**PROBLEM:** Carry over every entry exactly as written, though not the pictures it contains.

======== INPUT DATA

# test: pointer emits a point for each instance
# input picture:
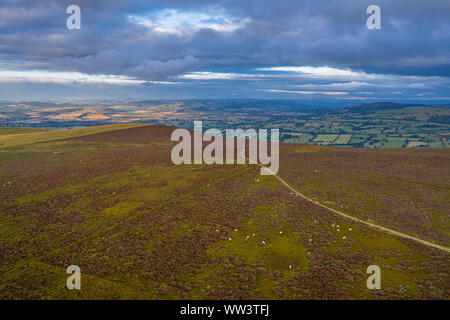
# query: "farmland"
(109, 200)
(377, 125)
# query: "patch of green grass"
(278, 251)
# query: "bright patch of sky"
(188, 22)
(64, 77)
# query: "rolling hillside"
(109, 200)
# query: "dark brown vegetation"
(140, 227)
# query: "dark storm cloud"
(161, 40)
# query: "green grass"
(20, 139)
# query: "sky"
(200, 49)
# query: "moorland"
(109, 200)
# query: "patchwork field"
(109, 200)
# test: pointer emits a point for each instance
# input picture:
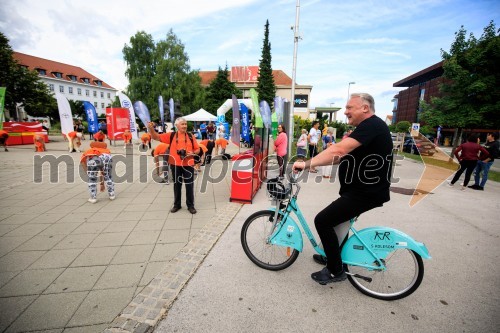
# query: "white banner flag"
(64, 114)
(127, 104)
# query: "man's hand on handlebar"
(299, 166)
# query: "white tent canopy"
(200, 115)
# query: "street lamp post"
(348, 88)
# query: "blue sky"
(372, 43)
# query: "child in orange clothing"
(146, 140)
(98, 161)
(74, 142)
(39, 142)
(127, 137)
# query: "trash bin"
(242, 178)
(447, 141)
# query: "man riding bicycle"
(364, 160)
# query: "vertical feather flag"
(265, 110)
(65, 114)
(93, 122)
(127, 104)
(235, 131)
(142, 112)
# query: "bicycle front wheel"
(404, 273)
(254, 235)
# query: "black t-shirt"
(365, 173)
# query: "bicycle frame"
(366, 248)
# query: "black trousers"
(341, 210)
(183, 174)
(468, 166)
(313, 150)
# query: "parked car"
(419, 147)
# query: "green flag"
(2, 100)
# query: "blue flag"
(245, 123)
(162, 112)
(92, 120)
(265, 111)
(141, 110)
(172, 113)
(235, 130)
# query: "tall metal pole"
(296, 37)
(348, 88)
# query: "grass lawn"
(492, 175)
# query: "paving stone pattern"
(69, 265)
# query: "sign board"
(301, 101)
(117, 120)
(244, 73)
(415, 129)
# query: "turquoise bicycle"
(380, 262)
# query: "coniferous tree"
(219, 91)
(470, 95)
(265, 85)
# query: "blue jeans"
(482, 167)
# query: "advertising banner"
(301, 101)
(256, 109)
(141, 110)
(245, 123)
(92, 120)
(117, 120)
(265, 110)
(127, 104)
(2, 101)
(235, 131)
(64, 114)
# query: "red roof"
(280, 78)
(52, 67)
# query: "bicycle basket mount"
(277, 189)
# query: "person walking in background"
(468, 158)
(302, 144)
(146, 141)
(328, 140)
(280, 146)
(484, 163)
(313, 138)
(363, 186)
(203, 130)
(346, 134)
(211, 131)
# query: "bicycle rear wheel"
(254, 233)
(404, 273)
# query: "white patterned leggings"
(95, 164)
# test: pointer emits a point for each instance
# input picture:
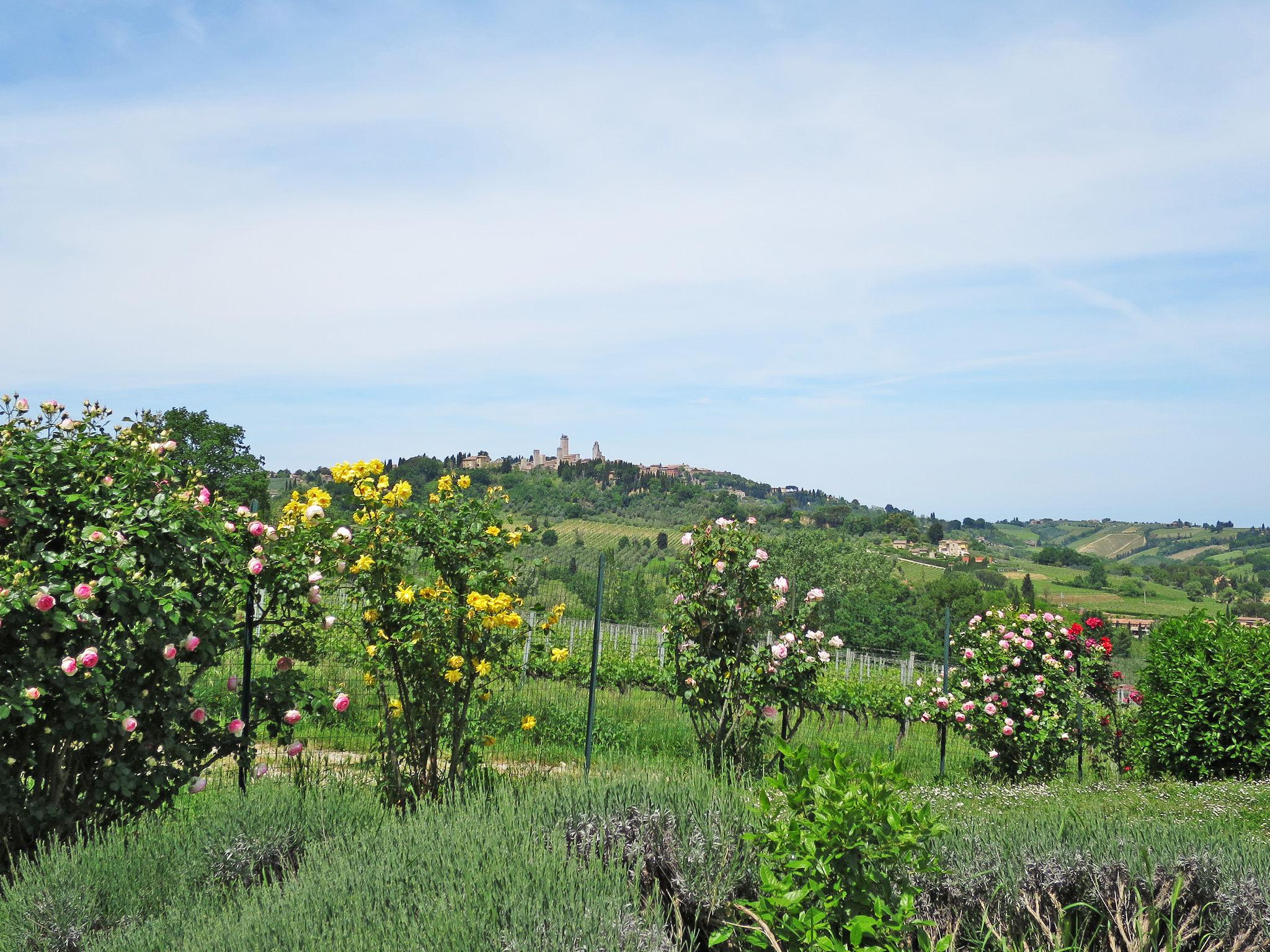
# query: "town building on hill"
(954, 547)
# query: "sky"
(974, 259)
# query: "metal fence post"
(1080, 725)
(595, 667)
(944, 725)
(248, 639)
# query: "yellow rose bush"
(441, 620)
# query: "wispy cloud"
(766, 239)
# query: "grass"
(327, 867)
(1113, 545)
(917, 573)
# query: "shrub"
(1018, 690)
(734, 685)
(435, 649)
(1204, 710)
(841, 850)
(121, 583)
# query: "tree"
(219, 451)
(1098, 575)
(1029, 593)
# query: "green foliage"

================

**SOLUTION FOR THIS TASK:**
# test: pointer emits a point for each instance
# input picture:
# query: "farmland"
(109, 200)
(377, 125)
# query: "patch of green grass"
(278, 251)
# query: "bright patch of sky"
(188, 22)
(64, 77)
# query: "rolling hillside"
(109, 200)
# query: "dark brown vegetation"
(140, 227)
# query: "dark storm cloud"
(161, 40)
# query: "green grass"
(20, 139)
# query: "sky"
(200, 49)
# query: "moorland"
(109, 200)
# query: "patchwork field"
(109, 200)
# test: pointer emits a point for each instance
# input picture:
# query: "white banner flag"
(64, 114)
(127, 104)
# query: "man's hand on handlebar"
(299, 166)
# query: "white tent canopy"
(200, 115)
# query: "street lamp post"
(348, 88)
# query: "blue sky"
(372, 43)
# query: "child in orange clothing"
(146, 140)
(98, 161)
(74, 142)
(39, 142)
(127, 137)
# query: "trash bin"
(242, 178)
(447, 141)
# query: "man riding bicycle"
(364, 160)
# query: "vertical feather flag"
(265, 110)
(65, 114)
(93, 122)
(127, 104)
(235, 131)
(142, 112)
# query: "bicycle front wheel"
(404, 273)
(254, 235)
# query: "black t-shirt"
(365, 173)
# query: "bicycle frame"
(366, 248)
# query: "black trousers"
(341, 210)
(183, 174)
(468, 166)
(313, 150)
# query: "parked car"
(419, 147)
# query: "green flag"
(2, 100)
# query: "blue flag"
(245, 123)
(162, 112)
(92, 120)
(265, 111)
(141, 110)
(172, 113)
(235, 130)
# query: "tall metal pole"
(296, 37)
(348, 88)
# query: "grass lawn"
(492, 175)
# query: "paving stone pattern"
(69, 265)
# query: "sign board"
(301, 101)
(117, 120)
(244, 73)
(415, 129)
# query: "turquoise bicycle"
(380, 262)
# query: "coniferous tree"
(219, 91)
(470, 95)
(265, 85)
# query: "blue jeans"
(482, 167)
# query: "advertising banner"
(301, 101)
(256, 109)
(141, 110)
(245, 123)
(92, 120)
(117, 120)
(265, 110)
(127, 104)
(2, 101)
(235, 131)
(64, 114)
# query: "red roof"
(280, 78)
(52, 67)
# query: "bicycle basket mount"
(277, 189)
# query: "person walking in background"
(468, 158)
(302, 144)
(146, 141)
(328, 140)
(280, 146)
(484, 163)
(313, 138)
(363, 186)
(203, 130)
(346, 134)
(211, 131)
# query: "bicycle rear wheel"
(254, 233)
(404, 273)
# query: "white patterned leggings"
(95, 164)
# test: pointer emits a point for each instance
# input picture:
# query: "town building on hill"
(954, 547)
# query: "sky"
(974, 259)
# query: "metal fence post"
(1080, 725)
(595, 667)
(944, 725)
(248, 639)
# query: "yellow rose bush"
(441, 620)
# query: "wispy cloud"
(766, 239)
# query: "grass"
(327, 867)
(1113, 545)
(917, 573)
# query: "shrub"
(1018, 690)
(734, 685)
(435, 649)
(1204, 710)
(841, 850)
(121, 583)
# query: "tree"
(219, 451)
(1098, 575)
(1029, 593)
# query: "green foliage"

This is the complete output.